* [AUFGABENSTELLUNG]:
Beantworte bitte anhand des Übungstexts unten diese Fragen:
1. In welchem Jahr wurde Saied Präsident?
2. Was haben die Menschen laut Übungstext verloren?
3. Wie verhalten sich die Gewerkschaften UGTT vorerst gegenüber Saied?

* [ÜBUNGSTEXT]:
Der Jubel eines Teils der Bevölkerung auf den Straßen zeigt jedoch eine unbestreitbare Realität: Die Menschen haben das Vertrauen in die politisch zerrissenen Institutionen verloren, die einander seit Jahren – schon bevor Saied 2019 Präsident wurde – aufreiben und lähmen. Sogar die mächtigen Gewerkschaften UGTT, die sich nach 2011 als Konsenssucher hervorgetan haben, geben deshalb Saied eine Chance und verurteilen dessen Schritt vorerst nicht.

Einträge der Sammlung
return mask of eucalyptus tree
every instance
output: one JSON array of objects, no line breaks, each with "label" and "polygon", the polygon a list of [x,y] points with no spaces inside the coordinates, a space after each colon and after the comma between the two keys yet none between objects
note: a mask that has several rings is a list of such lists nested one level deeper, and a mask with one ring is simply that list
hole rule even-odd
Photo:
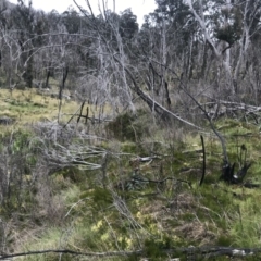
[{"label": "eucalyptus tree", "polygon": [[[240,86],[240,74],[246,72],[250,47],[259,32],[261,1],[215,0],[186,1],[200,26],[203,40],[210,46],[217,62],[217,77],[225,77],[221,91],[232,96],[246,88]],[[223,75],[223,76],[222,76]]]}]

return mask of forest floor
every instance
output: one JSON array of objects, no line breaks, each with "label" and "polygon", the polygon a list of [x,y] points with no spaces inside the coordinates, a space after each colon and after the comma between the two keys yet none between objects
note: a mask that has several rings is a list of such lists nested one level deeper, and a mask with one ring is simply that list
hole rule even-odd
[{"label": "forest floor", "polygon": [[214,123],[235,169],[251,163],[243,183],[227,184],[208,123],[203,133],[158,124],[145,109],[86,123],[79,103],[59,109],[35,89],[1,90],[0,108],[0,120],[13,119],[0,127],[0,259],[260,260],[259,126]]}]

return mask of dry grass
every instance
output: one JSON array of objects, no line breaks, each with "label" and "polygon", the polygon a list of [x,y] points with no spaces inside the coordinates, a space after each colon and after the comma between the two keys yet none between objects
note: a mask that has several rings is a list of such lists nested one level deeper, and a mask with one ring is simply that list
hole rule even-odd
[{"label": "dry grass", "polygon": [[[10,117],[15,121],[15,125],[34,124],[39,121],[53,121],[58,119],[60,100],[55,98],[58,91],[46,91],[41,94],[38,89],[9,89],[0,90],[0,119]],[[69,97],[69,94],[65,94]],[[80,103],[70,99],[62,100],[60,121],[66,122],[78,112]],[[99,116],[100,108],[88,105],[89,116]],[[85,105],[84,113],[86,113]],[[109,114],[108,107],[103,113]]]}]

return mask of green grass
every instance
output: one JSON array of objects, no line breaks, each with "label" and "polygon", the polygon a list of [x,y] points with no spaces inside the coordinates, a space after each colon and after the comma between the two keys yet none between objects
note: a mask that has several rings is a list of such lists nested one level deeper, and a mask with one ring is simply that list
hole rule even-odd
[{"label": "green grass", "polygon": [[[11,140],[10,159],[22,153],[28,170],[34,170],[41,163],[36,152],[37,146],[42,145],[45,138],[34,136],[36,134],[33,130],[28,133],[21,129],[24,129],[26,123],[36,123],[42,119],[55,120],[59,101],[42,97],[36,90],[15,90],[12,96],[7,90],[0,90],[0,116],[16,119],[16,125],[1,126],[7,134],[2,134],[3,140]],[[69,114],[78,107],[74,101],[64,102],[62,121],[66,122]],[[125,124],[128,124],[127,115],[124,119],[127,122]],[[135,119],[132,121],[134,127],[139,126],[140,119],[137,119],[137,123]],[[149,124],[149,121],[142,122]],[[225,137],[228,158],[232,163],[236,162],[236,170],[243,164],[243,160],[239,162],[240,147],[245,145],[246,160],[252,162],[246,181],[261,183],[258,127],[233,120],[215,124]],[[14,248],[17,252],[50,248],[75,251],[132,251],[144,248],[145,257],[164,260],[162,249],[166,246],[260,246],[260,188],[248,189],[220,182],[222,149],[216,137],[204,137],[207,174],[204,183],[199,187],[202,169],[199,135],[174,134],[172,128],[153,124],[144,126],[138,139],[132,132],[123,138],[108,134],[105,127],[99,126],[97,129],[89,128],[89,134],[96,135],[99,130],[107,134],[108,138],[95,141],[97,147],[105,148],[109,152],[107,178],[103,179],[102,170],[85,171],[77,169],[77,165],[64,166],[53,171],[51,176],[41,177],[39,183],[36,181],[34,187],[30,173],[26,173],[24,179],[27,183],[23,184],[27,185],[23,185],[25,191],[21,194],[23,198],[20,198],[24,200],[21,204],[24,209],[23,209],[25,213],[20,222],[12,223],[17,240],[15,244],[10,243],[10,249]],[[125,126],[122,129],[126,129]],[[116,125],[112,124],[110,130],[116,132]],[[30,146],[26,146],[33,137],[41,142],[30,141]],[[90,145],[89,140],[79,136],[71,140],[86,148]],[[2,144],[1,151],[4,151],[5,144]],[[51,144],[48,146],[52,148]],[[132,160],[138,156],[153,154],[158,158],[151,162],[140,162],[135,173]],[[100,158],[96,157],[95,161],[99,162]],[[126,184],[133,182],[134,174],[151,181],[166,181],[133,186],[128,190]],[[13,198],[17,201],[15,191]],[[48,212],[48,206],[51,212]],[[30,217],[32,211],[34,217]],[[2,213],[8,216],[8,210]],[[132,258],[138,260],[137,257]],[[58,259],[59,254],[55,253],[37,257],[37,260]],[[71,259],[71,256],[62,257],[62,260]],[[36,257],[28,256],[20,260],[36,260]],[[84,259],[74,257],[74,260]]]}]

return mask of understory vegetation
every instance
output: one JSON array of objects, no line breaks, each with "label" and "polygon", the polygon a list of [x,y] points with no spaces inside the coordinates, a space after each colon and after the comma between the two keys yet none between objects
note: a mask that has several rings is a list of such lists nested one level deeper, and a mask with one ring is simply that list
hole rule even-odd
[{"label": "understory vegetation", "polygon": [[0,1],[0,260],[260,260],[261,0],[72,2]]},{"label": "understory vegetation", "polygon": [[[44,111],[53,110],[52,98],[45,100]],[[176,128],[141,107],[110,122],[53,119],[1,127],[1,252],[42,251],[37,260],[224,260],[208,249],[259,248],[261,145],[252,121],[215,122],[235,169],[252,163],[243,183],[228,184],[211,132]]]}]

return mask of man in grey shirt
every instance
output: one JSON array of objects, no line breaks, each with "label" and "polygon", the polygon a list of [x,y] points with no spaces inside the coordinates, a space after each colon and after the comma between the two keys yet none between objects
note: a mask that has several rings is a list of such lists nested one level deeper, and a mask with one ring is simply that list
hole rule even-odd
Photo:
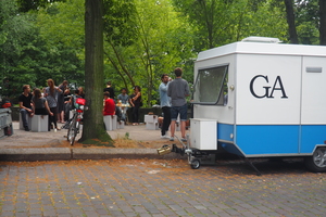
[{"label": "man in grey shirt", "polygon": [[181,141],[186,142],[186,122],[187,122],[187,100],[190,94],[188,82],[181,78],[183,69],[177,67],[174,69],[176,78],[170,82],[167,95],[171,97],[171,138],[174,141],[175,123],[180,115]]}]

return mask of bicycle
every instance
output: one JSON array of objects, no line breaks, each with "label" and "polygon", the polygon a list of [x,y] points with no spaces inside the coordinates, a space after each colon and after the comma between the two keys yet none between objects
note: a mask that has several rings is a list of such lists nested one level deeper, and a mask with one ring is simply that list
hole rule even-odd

* [ERGEBNIS]:
1. 2019.
2. Das Vertrauen in die politisch zerrissenen Institutionen.
3. Sie geben Saied eine Chance und verurteilen dessen Schritt vorerst nicht.